■ **WORK INSTRUCTIONS**:
Return the records word for word. Any pictures in them are not part of the copy.

■ **GIVEN DATA**:

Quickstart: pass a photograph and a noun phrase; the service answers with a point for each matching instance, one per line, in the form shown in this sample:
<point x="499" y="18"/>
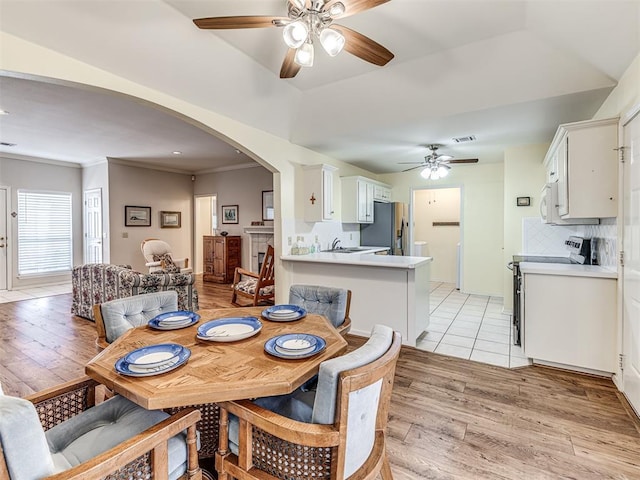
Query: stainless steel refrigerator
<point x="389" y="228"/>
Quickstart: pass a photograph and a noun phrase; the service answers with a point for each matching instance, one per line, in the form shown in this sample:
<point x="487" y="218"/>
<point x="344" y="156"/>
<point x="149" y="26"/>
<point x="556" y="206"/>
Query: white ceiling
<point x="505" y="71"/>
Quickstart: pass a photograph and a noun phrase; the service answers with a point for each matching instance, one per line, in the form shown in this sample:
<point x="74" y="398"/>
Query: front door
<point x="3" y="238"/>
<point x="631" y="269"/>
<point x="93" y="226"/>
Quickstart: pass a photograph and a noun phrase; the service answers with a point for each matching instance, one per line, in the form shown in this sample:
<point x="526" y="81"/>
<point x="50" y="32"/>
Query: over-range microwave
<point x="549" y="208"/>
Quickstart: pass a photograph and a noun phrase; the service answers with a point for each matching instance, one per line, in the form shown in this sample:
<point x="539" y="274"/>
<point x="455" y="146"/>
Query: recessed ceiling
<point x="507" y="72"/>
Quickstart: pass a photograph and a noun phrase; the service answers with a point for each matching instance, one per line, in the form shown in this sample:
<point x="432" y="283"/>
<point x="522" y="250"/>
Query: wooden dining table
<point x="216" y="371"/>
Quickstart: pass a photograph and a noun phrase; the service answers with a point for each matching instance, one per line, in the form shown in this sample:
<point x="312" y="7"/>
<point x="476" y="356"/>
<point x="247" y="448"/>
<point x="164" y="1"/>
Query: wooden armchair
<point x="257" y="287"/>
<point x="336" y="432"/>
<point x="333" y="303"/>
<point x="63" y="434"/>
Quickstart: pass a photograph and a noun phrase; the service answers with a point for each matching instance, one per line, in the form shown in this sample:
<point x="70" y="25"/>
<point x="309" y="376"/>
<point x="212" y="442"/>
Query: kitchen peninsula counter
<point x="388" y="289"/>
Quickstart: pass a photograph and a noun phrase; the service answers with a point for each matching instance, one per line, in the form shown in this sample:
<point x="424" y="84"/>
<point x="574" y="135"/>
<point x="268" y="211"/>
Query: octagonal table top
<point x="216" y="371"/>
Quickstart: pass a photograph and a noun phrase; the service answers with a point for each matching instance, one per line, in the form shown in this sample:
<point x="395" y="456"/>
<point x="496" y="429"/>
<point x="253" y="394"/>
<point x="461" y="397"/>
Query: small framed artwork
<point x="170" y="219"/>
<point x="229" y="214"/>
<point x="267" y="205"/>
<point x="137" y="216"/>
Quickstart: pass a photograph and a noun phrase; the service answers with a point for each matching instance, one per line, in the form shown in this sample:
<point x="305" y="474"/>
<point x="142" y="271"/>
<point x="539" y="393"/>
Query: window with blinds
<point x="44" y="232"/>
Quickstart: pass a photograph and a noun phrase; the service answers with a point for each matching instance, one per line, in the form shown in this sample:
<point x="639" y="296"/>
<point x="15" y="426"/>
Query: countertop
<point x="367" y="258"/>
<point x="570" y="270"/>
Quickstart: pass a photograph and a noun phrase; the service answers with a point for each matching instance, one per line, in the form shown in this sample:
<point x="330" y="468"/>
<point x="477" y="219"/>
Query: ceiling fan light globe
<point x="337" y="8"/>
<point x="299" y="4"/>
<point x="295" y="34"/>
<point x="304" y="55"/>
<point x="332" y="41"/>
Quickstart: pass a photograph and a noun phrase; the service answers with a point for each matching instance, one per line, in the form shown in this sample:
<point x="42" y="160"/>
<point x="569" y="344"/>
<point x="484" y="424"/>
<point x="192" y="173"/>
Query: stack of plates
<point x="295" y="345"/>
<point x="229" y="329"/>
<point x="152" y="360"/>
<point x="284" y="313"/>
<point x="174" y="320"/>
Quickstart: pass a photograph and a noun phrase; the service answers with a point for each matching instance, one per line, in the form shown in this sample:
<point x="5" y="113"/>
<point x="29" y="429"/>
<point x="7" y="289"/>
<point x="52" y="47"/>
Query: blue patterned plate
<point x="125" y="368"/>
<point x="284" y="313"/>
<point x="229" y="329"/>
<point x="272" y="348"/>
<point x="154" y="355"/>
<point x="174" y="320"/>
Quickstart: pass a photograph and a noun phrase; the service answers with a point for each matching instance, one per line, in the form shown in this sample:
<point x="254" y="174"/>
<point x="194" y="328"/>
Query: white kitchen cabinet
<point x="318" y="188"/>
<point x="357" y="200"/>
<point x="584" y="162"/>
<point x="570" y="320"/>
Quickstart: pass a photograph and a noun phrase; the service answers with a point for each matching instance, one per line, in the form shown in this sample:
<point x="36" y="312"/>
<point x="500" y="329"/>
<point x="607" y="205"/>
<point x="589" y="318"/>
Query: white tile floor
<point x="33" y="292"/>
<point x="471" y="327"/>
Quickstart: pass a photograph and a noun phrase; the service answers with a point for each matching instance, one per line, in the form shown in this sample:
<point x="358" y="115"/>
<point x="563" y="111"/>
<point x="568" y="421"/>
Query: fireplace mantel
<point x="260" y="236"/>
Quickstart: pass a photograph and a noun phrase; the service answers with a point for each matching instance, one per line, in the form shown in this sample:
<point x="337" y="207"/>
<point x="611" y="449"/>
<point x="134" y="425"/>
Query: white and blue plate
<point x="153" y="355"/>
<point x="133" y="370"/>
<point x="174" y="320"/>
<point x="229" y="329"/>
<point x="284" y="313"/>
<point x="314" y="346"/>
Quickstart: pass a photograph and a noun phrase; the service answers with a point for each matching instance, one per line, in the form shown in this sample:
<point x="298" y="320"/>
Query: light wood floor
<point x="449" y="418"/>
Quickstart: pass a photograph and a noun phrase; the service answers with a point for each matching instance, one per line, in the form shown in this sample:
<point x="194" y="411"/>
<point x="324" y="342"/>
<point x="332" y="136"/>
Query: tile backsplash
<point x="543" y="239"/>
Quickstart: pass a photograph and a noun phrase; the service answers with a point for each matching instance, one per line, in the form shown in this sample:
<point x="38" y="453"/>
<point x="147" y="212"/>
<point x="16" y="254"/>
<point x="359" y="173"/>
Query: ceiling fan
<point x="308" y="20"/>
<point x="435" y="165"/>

■ **YOUR RESPONSE**:
Quickstart: pass a photograph and a noun phrase; the service answers with a point for each matching instance, one per line, in the form shown in this sample:
<point x="499" y="18"/>
Query: stainless steel refrigerator
<point x="389" y="228"/>
Quickstart: pass a photograph and a noun phrase; the service answers with a point for each matching instance, one per line, in the form shown in this sample:
<point x="487" y="218"/>
<point x="344" y="156"/>
<point x="149" y="26"/>
<point x="556" y="206"/>
Query: white ceiling
<point x="505" y="71"/>
Quickstart: pass a photograph and a noun phrase; the service answers with a point for each matching instance, one per line, in the form shown in this sample:
<point x="74" y="398"/>
Query: front door
<point x="3" y="238"/>
<point x="631" y="269"/>
<point x="93" y="226"/>
Quickstart: pass a photograph and a noun phrase; the service answers with a point for each matching instance, one per line, in the form shown in this sample:
<point x="526" y="81"/>
<point x="50" y="32"/>
Query: over-range microwave
<point x="549" y="208"/>
Quickstart: pass a photograph and a noun phrase; the service answers with a point for each matching instance, one per line, in the form shown in this sample:
<point x="539" y="274"/>
<point x="455" y="146"/>
Query: recessed ceiling
<point x="507" y="72"/>
Quickstart: pass a photograph and a noun phrase; the service answers with a point for each matching instance, one per line, in the form shown in this sample:
<point x="432" y="283"/>
<point x="522" y="250"/>
Query: wooden dining table
<point x="216" y="371"/>
Quickstart: pass a photograph and a noun phrase; the service answers with a point for each matching instance, one per line, in the form shown in this sample:
<point x="312" y="7"/>
<point x="476" y="356"/>
<point x="247" y="448"/>
<point x="164" y="1"/>
Query: wooden armchair
<point x="257" y="287"/>
<point x="336" y="432"/>
<point x="333" y="303"/>
<point x="63" y="434"/>
Quickstart: pass a photograph and a noun phrase; the service answers with a point for each matching instance, one per line, in the form shown in this sample:
<point x="70" y="25"/>
<point x="309" y="376"/>
<point x="212" y="442"/>
Query: kitchen peninsula counter
<point x="388" y="289"/>
Quickstart: pass a photograph and a noun phrase; the service answers with a point for each matching instance, one per line, in the form shown in this sample:
<point x="424" y="84"/>
<point x="574" y="135"/>
<point x="268" y="211"/>
Query: octagonal table top
<point x="216" y="371"/>
Quickstart: pass a photograph and a noun phrase; the service answers with a point for each matching instance, one per line, in the form shown in this sample:
<point x="395" y="456"/>
<point x="496" y="429"/>
<point x="253" y="394"/>
<point x="461" y="397"/>
Query: small framed artwork
<point x="170" y="219"/>
<point x="229" y="214"/>
<point x="267" y="205"/>
<point x="137" y="216"/>
Quickstart: pass a photograph and a noun phrase; the service answers with a point for each matching instance, one per line, in the form shown in this sample:
<point x="305" y="474"/>
<point x="142" y="271"/>
<point x="539" y="393"/>
Query: window with blinds
<point x="44" y="232"/>
Quickstart: pass a photograph and a noun phrase; the service answers with a point for each matching instance, one per line, in the form shown in this sample:
<point x="639" y="296"/>
<point x="15" y="426"/>
Query: countertop
<point x="367" y="258"/>
<point x="570" y="270"/>
Quickstart: pass a photograph and a noun phrase; the service answers with a point for each matching instance, one per line, in the form shown in this sample:
<point x="330" y="468"/>
<point x="477" y="219"/>
Query: ceiling fan light globe
<point x="337" y="8"/>
<point x="299" y="4"/>
<point x="295" y="34"/>
<point x="304" y="55"/>
<point x="332" y="41"/>
Quickstart: pass a photograph and a noun phrase; the service answers with a point for each matching instance, one per line, in the form shown in this sample:
<point x="42" y="160"/>
<point x="569" y="344"/>
<point x="484" y="424"/>
<point x="192" y="173"/>
Query: stack of plates
<point x="295" y="345"/>
<point x="229" y="329"/>
<point x="152" y="360"/>
<point x="284" y="313"/>
<point x="174" y="320"/>
Quickstart: pass a photograph and a noun phrase; the service answers with a point for each matching instance, one per line, in the form shown in this sample:
<point x="5" y="113"/>
<point x="29" y="429"/>
<point x="7" y="289"/>
<point x="52" y="47"/>
Query: blue patterned plate
<point x="125" y="368"/>
<point x="284" y="313"/>
<point x="229" y="329"/>
<point x="272" y="348"/>
<point x="154" y="355"/>
<point x="174" y="320"/>
Quickstart: pass a photograph and a noun phrase; the service answers with a point for each matching instance, one per line, in the form shown in this sample:
<point x="254" y="174"/>
<point x="194" y="328"/>
Query: white kitchen cabinet
<point x="318" y="188"/>
<point x="357" y="200"/>
<point x="584" y="162"/>
<point x="570" y="320"/>
Quickstart: pass a photograph and a noun phrase; the service answers with a point for each matching instance, one per line, in the form shown in this sample:
<point x="36" y="312"/>
<point x="500" y="329"/>
<point x="607" y="205"/>
<point x="589" y="318"/>
Query: white tile floor
<point x="33" y="292"/>
<point x="471" y="327"/>
Quickstart: pass a photograph and a noun phrase; the service answers with a point for each matching instance, one per line, in the form shown in this sample:
<point x="358" y="115"/>
<point x="563" y="111"/>
<point x="568" y="421"/>
Query: fireplace mantel
<point x="260" y="236"/>
Quickstart: pass a photograph and a noun phrase; the service answers with a point for each matching instance, one per line, in the form shown in this sample:
<point x="337" y="207"/>
<point x="611" y="449"/>
<point x="134" y="425"/>
Query: white and blue plate
<point x="153" y="355"/>
<point x="133" y="370"/>
<point x="174" y="320"/>
<point x="229" y="329"/>
<point x="284" y="313"/>
<point x="314" y="346"/>
Quickstart: pass a photograph and a noun phrase; the service answers with a point for each matching instance, one per line, in the form shown in this sample:
<point x="298" y="320"/>
Query: light wood floor
<point x="449" y="418"/>
Quickstart: pass a photograph and a noun phrase; the service answers with a point for each matching instance, one per line, in the form shown in this sample:
<point x="194" y="411"/>
<point x="324" y="342"/>
<point x="332" y="136"/>
Query: tile backsplash
<point x="543" y="239"/>
Quickstart: pass a photograph and a noun phrase; the service answers with a point for each matching instance, one per line, in the form shown in this sample:
<point x="38" y="453"/>
<point x="147" y="212"/>
<point x="16" y="254"/>
<point x="359" y="173"/>
Query: ceiling fan
<point x="308" y="20"/>
<point x="435" y="165"/>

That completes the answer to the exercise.